*EXERCISE AIM*. Count the lines in the entries below that contain the string "white", and reply with that number alone.

*ENTRIES PROVIDED*.
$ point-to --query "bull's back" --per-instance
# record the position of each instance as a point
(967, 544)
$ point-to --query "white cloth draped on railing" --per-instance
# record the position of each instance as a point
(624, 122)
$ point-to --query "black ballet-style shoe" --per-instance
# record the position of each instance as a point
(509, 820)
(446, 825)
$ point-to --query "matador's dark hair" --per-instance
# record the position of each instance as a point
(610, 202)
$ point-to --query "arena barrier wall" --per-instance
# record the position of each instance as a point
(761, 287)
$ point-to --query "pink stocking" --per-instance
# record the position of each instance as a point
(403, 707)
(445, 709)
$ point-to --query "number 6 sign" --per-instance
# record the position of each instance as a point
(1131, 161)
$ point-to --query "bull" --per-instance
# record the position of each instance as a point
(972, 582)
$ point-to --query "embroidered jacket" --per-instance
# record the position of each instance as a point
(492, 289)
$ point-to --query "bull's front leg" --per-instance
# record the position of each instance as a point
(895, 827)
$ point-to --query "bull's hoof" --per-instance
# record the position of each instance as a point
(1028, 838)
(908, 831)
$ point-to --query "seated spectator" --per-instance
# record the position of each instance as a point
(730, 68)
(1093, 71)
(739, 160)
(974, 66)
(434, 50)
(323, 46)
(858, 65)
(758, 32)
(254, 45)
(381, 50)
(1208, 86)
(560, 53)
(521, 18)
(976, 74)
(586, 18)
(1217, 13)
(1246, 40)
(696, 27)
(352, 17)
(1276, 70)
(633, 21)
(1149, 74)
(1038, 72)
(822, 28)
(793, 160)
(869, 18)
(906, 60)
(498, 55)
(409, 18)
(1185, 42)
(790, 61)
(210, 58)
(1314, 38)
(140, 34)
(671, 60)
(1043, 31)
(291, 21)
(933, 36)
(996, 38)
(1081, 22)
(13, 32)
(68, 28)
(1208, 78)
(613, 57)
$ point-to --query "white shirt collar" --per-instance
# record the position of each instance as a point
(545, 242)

*OUTPUT OF THE TASK*. 2